**Written exercise**. In the material below, copy every line from the line with "Practice. Find the wicker" up to and including the line with "point(244, 318)", and increase each answer coordinate by 123. Leave every other line in that span unchanged.

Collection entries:
* * *

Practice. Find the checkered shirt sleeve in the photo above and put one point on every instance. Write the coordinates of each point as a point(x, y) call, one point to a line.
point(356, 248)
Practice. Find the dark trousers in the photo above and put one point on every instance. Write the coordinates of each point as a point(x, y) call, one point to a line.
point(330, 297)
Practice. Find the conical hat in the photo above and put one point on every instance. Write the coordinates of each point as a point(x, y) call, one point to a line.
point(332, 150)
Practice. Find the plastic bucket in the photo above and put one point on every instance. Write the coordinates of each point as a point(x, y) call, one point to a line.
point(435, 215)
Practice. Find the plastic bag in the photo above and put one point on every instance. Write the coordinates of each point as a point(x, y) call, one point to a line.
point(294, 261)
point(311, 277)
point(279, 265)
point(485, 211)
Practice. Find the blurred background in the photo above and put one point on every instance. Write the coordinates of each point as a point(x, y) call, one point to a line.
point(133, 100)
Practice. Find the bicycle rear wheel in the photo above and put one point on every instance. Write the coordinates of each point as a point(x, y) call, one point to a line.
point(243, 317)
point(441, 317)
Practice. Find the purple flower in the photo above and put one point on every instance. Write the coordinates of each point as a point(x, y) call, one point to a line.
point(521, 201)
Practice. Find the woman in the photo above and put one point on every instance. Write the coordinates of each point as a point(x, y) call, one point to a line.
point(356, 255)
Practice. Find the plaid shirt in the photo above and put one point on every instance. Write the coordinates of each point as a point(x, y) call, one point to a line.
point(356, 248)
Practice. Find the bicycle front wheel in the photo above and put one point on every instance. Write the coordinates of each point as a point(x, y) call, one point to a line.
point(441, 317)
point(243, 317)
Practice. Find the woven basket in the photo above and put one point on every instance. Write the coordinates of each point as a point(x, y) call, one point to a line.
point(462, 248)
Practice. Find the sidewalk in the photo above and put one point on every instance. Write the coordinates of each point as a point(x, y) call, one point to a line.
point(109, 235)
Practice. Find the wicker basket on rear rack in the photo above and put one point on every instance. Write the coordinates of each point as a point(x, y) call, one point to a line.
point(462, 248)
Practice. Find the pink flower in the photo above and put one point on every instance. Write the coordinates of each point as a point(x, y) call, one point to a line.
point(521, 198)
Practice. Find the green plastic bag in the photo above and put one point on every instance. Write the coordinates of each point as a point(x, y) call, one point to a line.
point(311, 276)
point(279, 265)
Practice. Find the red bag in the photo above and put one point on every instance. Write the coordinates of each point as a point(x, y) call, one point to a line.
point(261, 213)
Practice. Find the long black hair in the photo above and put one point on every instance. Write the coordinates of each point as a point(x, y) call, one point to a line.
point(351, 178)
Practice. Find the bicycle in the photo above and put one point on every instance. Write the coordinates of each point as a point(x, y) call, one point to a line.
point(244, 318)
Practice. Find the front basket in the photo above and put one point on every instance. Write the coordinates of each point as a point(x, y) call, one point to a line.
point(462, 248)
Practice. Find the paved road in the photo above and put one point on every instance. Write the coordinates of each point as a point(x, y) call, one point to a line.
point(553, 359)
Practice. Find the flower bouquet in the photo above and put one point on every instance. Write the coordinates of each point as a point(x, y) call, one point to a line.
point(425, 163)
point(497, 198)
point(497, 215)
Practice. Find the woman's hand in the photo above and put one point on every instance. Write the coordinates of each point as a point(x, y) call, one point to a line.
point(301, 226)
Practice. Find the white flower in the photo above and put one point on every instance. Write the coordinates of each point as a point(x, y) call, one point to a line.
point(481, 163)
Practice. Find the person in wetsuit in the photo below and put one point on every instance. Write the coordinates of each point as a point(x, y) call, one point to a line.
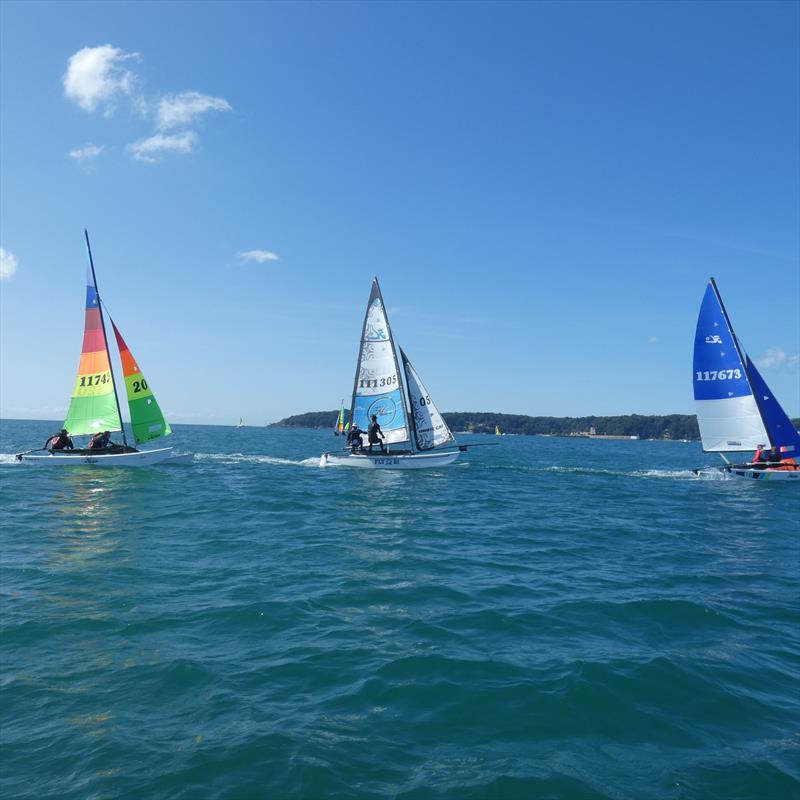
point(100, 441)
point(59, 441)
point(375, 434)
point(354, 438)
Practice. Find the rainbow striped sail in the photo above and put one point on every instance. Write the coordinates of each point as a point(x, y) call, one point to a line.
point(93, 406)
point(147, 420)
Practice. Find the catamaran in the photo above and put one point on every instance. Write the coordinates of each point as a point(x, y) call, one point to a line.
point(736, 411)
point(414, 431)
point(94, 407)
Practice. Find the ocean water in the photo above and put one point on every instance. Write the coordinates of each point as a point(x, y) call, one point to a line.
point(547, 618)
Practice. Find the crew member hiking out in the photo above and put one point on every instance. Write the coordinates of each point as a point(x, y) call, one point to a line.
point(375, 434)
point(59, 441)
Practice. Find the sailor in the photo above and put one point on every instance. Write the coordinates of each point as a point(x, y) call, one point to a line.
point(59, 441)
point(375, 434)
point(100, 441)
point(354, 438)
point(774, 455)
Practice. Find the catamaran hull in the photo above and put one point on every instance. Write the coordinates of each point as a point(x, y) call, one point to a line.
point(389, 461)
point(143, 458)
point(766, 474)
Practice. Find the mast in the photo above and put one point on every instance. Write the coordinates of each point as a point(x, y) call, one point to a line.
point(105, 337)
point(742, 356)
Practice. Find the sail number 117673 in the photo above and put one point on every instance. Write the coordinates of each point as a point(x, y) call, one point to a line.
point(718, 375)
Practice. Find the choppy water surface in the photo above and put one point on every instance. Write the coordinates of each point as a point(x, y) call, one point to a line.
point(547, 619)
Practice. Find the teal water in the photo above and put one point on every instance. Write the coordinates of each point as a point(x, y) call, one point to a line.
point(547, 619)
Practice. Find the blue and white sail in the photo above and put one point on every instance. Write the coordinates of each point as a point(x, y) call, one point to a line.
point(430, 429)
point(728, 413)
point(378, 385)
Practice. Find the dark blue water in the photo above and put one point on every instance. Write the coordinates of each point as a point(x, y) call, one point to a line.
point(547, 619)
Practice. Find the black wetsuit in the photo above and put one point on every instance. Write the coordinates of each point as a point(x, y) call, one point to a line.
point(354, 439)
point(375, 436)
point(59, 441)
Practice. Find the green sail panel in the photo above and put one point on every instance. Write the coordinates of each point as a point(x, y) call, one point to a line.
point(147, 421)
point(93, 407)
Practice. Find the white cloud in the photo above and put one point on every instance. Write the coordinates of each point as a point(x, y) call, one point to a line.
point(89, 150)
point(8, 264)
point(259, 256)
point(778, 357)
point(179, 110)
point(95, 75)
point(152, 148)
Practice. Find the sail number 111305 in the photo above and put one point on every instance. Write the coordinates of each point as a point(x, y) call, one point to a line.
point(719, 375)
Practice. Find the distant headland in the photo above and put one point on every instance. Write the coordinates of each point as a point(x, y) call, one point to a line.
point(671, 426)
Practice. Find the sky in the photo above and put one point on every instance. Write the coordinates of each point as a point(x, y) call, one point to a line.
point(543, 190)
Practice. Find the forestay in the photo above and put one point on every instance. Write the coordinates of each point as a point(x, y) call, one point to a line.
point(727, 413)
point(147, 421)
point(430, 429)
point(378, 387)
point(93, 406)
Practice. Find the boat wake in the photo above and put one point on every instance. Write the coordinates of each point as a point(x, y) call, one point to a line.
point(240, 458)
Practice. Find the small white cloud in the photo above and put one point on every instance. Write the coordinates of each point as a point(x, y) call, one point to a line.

* * *

**Task response**.
Practice. Find the wicker basket on rear rack in the photo above and put one point on every instance. Write the coordinates of each point as a point(x, y) call, one point to a line.
point(585, 371)
Practice. Find the pink flower in the photo above and put one point on every instance. Write the coordinates of each point as a point(x, y) call, one point to a line.
point(644, 321)
Practice. Find the green plastic bag in the photo above and put one point on every instance. Write the coordinates of each point as a point(x, y) call, one point to a line.
point(434, 399)
point(402, 388)
Practice. Find the red bag in the photo above and put one point on every instance. Write the coordinates of each point as a point(x, y) call, one point to a line.
point(384, 336)
Practice. Find the long black hair in the photo above and put one point on every instance. Write the coordinates of each point as a point(x, y) call, one point to a line.
point(474, 301)
Practice. Find the bicycle in the photo above and put one point on every instance. Write the coordinates of each point as a point(x, y) call, one point to a line.
point(367, 441)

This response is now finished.